Problem description >>
Exactly as given, repeat all of the entries.

++++ Provided material ++++

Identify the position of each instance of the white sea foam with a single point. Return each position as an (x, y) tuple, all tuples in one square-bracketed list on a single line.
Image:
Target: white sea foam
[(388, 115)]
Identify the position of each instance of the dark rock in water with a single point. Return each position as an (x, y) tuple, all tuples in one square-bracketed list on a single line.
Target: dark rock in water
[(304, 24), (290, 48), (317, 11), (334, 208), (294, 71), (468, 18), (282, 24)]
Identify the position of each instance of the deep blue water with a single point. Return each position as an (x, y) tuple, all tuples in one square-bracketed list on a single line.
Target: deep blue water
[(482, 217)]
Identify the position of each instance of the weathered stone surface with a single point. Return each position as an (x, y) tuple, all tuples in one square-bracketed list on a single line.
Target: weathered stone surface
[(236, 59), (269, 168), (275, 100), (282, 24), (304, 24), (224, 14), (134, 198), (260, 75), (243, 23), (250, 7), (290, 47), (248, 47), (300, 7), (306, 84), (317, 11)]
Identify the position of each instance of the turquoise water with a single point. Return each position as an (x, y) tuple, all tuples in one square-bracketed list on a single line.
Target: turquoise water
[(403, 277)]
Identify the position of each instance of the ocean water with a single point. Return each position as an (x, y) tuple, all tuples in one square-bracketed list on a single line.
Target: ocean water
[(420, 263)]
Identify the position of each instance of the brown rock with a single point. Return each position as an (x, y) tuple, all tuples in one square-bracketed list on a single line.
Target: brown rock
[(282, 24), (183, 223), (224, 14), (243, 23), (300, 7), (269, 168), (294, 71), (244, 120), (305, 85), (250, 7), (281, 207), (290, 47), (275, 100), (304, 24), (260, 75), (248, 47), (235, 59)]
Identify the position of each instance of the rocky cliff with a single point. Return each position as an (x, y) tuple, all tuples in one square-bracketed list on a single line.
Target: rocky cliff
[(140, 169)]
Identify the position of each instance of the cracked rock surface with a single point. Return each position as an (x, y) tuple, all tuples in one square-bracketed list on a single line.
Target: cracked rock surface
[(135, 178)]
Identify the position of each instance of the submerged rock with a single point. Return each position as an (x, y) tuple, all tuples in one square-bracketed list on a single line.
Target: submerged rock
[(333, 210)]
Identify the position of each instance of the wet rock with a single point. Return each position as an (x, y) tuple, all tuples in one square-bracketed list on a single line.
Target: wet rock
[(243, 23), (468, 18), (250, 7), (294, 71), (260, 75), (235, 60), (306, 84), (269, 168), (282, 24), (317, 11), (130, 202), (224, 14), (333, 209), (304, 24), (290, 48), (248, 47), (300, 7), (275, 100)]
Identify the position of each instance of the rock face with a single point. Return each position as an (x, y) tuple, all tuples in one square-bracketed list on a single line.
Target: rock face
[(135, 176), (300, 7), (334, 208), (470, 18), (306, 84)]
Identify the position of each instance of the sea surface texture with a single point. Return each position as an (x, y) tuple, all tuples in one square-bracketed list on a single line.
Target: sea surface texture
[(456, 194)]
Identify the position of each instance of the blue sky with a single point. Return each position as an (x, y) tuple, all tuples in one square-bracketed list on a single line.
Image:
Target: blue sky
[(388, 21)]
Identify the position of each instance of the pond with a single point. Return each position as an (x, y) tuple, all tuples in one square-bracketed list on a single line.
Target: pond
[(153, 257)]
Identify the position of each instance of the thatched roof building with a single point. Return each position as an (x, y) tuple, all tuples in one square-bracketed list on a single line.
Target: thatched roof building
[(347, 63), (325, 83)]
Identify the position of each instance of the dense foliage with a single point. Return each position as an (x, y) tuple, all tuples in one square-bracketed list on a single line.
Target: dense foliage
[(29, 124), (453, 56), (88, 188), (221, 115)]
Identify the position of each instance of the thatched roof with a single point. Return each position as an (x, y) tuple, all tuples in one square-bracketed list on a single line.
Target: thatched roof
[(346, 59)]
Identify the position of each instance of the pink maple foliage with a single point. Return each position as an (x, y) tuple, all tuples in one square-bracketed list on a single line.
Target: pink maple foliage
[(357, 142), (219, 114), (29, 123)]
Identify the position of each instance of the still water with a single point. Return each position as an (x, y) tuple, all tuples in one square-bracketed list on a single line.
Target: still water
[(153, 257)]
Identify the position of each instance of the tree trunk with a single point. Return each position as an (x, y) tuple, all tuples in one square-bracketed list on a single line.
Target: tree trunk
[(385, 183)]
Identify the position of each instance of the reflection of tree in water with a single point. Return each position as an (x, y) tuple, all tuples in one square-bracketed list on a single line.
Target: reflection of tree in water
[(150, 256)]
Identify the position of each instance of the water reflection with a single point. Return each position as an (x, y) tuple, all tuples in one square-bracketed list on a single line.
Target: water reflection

++++

Written response >>
Identify the position of each instance of the white sea foam with a single point. Return each position as an (x, y) tuple, all tuples in one square-bracketed list on a single line.
Image:
Target: white sea foam
[(388, 115)]
Identify the position of each instance of the dark rock in water with a single point. Return each position as an (x, y) tuple, all tuples in one square-bracketed list on a single line.
Target: dark rock in water
[(304, 24), (290, 48), (317, 11), (334, 208), (294, 71), (468, 18), (282, 24)]
Identify the position of each instance of the deep blue water with a single point. Return each position as an (x, y) tuple, all tuples in one square-bracketed list on a single line.
Target: deep blue water
[(482, 217)]
Identify the position of each instance of the weathered stone surface with a single point. Return each position as an (x, y) tuple, all tuples in one square-bracketed list on a single line.
Target: weathered stone surface
[(236, 59), (269, 168), (275, 100), (282, 24), (304, 24), (224, 14), (134, 198), (260, 75), (243, 23), (250, 7), (290, 47), (248, 47), (300, 7), (306, 84), (317, 11)]
Identify the position of each instance of the turquoise water with a single point. Return each position as an (x, y) tuple, all tuples in one square-bracketed list on a single line.
Target: turquoise water
[(403, 277)]
Identify the position of each instance of the ocean water with a single point. Return each position as an (x, y) tuple, all tuples in one square-bracketed list on a single line.
Target: ocean water
[(420, 263)]
Identify the position of each instance of the brown rock with a single point. Return each position as an (x, y) tuple, all tuples in one square-bracketed list on a single line.
Target: brown rock
[(282, 24), (183, 223), (224, 14), (243, 23), (300, 7), (269, 168), (294, 71), (244, 120), (305, 85), (250, 7), (281, 207), (290, 47), (275, 100), (304, 24), (260, 75), (248, 47), (235, 59)]
Identify the position of each instance of the rocky cliff with a single point. Return each position as an (x, y) tuple, all tuples in one square-bracketed list on a single line.
Target: rocky cliff
[(140, 169)]
Identify the position of each instance of the cracked rock surface with a single point. Return each position as an (x, y) tuple, all tuples in one square-bracketed list on a single line.
Target: cracked rock surface
[(135, 178)]
Identify the position of each instance of the submerged rock with a single point. Return each position as an (x, y) tuple, all tuples in one square-bracketed list on a single line.
Target: submerged rock
[(333, 210)]
Identify the position of each instance of the wet rock with a single point. Return each position as an (x, y) tuple, all tuples in one square-bracketed list on a single line.
Target: wet rock
[(243, 23), (468, 18), (250, 7), (294, 71), (260, 75), (235, 60), (306, 84), (269, 168), (282, 24), (317, 11), (130, 202), (224, 14), (333, 209), (304, 24), (290, 48), (248, 47), (300, 7), (275, 100)]
Identify the position of each instance of the rock face with a single point. Return each position as an (x, y) tuple, all tuples in one square-bracketed list on a single line.
Target: rock face
[(135, 176), (300, 7), (334, 208), (470, 18), (306, 84)]
Identify the position of each instance of the sea surface texture with a single point. Return each position as an (x, y) tuple, all tuples in one square-bracketed list on a single line.
Target: sea surface texture
[(456, 194)]
Identify the position of each instance of the blue sky with a single point. Return each position as an (x, y) tuple, all tuples in one square-bracketed list on a single line.
Image:
Target: blue sky
[(388, 21)]
Identify the position of each instance of the pond with a single point. Return each position as an (x, y) tuple, all tuples in one square-bracketed list on a single line.
Target: pond
[(153, 257)]
Identify the position of each instance of the thatched roof building with a single point. Return each position as an (x, y) tuple, all tuples in one square-bracketed list on a single line.
Target: thatched roof building
[(347, 63), (325, 83)]
Identify the position of each instance of the dense foliage with a single point. Return each position as an (x, y) tuple, all tuples in one square-bracketed list on a single line.
Target: dense foliage
[(29, 124), (453, 56), (88, 188), (221, 115)]
Identify the position of each instance of the thatched roof with a single point. Return each position as an (x, y) tuple, all tuples in one square-bracketed list on a single line.
Target: thatched roof
[(346, 59)]
Identify the position of each instance of the pink maple foliage with a single point. Return each position as an (x, y) tuple, all tuples in one square-bracketed list on a single line.
Target: pink maple foliage
[(357, 142), (219, 114), (29, 123)]
Identify the position of each instance of the still water with a single point. Return each position as an (x, y) tuple, all tuples in one square-bracketed list on a single line.
Target: still water
[(153, 257)]
Identify the position of each instance of the tree trunk with a single point. Return each position as an (x, y) tuple, all tuples in one square-bracketed list on a single line.
Target: tree trunk
[(385, 183)]
Identify the position of each instance of the reflection of tree in water with a single point. Return each position as an (x, y) tuple, all tuples in one square-bracketed list on a single line.
Target: reflection of tree in water
[(150, 256)]
Identify the position of each instance of the water reflection with a single point. Return each position as an (x, y) tuple, all tuples in one square-bracketed list on a single line.
Target: water reflection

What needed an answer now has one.